» **Exercise instructions**
(1) Answer these questions from the opinion excerpt, one per line and marked the same way:
(a) What did the Alyeska decision deny attorney fees to?
(b) Under Title IV of LMRDA, who has exclusive authority to bring post-election challenge suits?
(c) How many sister circuits extended the common benefit exception to LMRDA Title IV cases?
(2) Write out the part of the opinion excerpt that opens with the words containing "Id. at 8, 93" and closes with "S.Ct. at 1950.", switching "Bill of Rights" to "Members' Rights".

» **Provided text**
• • • • •
Id. at 8, 93 S.Ct. at 1948 (citation omitted). Even though Congress did not explicitly authorize the award of attorneys' fees in Title I "Bill of Rights" litigation, the Supreme Court nevertheless found that Congress could not have intended to create those rights without at the same time giving aggrieved union members the resources to finance litigation. Id. at 13-14, 93 S.Ct. at 1950.
In its order denying attorney's fees, the district court questioned the continued efficacy of the Hall Court's common benefit analysis in light of the Court's subsequent decision in Alyeska Pipeline Serv. Co. v. Wilderness Soc'y, 421 U.S. 240, 95 S.Ct. 1612, 44 L.Ed.2d 141 (1975), which denied attorney fees, under the "private attorney general" approach, to environmental groups that sued to bar construction of the trans-Alaska oil pipeline. We respectfully disagree with the district court because the "common benefit" exception was not at issue in Alyeska. See id. at 257-59, 95 S.Ct. at 1621-22. Thus, the Hall analysis remains undisturbed after Alyeska. See Erkins v. Bryan, 785 F.2d 1538, 1547 (11th Cir.), cert. denied, ___ U.S. ___, 107 S.Ct. 455, 93 L.Ed.2d 402 (1986); see also Usery v. Local Union No. 639 Int'l Bhd. of Teamsters, 543 F.2d 369, 382 (D.C. Cir. 1976), cert. denied, 429 U.S. 1123, 97 S.Ct. 1159, 51 L.Ed.2d 573 (1977), quoted with approval in Brennan v. United Steelworkers, 554 F.2d 586, 600 (3d Cir. 1977), cert. denied, 435 U.S. 977, 98 S.Ct. 1627, 56 L.Ed.2d 71 (1978).
Three of our sister circuits have adopted the logic of Hall to extend the common benefit exception to LMRDA Title IV cases in which union members sought attorneys' fees for their role as intervenors in suits brought by the Secretary of Labor challenging union elections under section 402(a)(1) of Title IV of LMRDA, 29 U.S.C. § 482(a)(1) (1982). See Donovan v. CSEA Local Union 1000, Am. Fed'n of State, County Mun. Employees, 784 F.2d 98 (2d Cir.), cert. denied, ___ U.S. ___, 107 S.Ct. 74, 93 L.Ed.2d 30 (1986); Brennan v. United Steelworkers, 554 F.2d 586 (3d Cir. 1977), cert. denied, 435 U.S. 977, 98 S.Ct. 1627, 56 L.Ed.2d 71 (1978); Usery v. Local Union No. 639 Int'l Bhd. of Teamsters, 543 F.2d 369 (D.C. Cir. 1976), cert. denied, 429 U.S. 1123, 97 S.Ct. 1159, 51 L.Ed.2d 573 (1977). Title IV of LMRDA gives the Secretary of Labor exclusive authority to bring post-election challenge suits. Aggrieved union members can participate in post-election challenge suits only as intervenors in support of the Secretary's position. See Trbovich v. United Mine Workers, 404 U.S. 528, 530-37, 92 S.Ct. 630, 632-36, 30 L.Ed.2d 686 (1972). Despite the limited role aggrieved union members can play, these circuits have found that awards of intervenor attorneys' fees are justifiable because "the intervenor usually confers a substantial benefit on the union membership by identifying, investigating and presenting for the Secretary's ultimate prosecution, evidence of union violations of Title IV." Donovan, 784 F.2d at 103. For that reason, "the availability of attorney's fees is fundamental to the protection of union members' rights under Title IV." Id.
• • • • •
» **Given entries**
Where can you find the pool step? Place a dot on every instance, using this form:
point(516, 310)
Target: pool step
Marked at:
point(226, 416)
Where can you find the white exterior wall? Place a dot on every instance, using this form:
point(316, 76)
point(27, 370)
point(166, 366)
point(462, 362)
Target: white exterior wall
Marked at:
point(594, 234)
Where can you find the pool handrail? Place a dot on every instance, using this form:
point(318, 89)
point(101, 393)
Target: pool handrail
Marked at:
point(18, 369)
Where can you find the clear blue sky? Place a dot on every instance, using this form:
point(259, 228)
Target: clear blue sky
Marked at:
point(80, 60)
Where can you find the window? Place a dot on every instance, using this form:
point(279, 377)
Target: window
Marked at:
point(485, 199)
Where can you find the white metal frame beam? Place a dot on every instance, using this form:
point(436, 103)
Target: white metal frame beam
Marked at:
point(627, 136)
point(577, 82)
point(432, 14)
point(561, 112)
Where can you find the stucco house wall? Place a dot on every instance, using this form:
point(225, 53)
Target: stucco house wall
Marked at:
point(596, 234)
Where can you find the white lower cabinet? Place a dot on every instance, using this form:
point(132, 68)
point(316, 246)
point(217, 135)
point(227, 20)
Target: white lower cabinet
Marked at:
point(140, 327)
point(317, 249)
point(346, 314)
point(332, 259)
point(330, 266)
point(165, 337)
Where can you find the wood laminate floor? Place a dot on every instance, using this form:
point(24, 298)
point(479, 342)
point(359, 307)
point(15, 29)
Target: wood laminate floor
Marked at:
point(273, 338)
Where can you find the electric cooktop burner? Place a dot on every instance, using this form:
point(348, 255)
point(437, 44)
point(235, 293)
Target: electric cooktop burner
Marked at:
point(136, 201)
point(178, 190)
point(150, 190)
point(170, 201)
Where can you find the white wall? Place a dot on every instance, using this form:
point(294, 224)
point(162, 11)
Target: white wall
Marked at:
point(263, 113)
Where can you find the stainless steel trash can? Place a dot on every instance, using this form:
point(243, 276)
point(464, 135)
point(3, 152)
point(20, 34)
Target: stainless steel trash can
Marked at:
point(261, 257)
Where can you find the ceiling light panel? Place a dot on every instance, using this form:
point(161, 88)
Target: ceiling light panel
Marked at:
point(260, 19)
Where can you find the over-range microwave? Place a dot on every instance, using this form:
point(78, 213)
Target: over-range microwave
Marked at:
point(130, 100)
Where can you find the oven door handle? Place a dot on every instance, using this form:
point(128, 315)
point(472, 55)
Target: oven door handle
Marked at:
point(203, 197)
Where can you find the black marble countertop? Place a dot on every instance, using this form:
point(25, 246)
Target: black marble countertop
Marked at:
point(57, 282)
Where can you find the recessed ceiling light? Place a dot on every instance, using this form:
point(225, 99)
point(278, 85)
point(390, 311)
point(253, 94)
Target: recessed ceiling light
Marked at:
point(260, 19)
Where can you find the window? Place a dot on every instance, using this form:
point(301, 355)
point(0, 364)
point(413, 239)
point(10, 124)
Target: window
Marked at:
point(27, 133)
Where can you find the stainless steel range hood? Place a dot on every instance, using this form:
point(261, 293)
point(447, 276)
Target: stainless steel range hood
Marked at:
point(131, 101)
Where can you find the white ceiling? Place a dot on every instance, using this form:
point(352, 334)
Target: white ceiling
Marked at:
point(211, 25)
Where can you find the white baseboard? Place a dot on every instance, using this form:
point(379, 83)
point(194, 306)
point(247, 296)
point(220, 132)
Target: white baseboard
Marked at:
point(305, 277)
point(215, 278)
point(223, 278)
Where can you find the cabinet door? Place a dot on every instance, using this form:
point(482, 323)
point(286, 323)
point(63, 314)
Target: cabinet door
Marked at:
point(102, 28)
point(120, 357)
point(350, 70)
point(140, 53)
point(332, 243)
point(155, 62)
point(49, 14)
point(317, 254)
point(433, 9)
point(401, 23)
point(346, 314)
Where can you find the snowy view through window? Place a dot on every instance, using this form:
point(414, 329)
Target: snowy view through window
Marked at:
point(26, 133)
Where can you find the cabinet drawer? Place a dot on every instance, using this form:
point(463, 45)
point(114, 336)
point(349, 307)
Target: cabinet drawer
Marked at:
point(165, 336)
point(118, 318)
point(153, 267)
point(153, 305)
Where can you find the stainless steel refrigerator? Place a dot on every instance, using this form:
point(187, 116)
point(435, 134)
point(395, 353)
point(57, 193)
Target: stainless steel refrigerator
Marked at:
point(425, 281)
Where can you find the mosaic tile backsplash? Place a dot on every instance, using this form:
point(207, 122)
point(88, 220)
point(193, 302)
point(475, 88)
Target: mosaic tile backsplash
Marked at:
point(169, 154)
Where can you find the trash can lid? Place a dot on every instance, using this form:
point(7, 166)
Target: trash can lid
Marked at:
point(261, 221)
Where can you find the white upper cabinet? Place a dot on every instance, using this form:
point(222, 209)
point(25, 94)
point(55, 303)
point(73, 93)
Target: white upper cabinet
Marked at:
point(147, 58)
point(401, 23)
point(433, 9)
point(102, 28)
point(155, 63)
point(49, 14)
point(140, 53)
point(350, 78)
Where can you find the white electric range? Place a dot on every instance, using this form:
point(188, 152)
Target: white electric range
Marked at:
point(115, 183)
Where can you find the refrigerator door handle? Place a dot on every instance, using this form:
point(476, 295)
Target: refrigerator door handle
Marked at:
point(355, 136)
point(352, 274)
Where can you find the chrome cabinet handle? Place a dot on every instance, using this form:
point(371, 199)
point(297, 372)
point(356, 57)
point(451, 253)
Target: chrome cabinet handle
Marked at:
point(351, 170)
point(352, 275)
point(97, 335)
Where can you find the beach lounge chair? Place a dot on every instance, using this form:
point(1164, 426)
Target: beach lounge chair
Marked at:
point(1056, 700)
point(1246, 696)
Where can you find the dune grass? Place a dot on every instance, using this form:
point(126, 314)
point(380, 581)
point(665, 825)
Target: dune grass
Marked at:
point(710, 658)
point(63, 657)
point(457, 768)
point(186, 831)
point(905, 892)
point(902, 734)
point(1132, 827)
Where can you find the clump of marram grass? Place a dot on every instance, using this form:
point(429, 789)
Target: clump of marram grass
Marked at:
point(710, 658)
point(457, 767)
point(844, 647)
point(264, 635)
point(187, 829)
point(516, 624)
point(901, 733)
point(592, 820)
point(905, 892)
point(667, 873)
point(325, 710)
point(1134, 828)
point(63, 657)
• • • • •
» **Completed exercise**
(1)
(a) Environmental groups that sued to bar construction of the trans-Alaska oil pipeline.
(b) The Secretary of Labor.
(c) Three.

(2)
Id. at 8, 93 S.Ct. at 1948 (citation omitted). Even though Congress did not explicitly authorize the award of attorneys' fees in Title I "Members' Rights" litigation, the Supreme Court nevertheless found that Congress could not have intended to create those rights without at the same time giving aggrieved union members the resources to finance litigation. Id. at 13-14, 93 S.Ct. at 1950.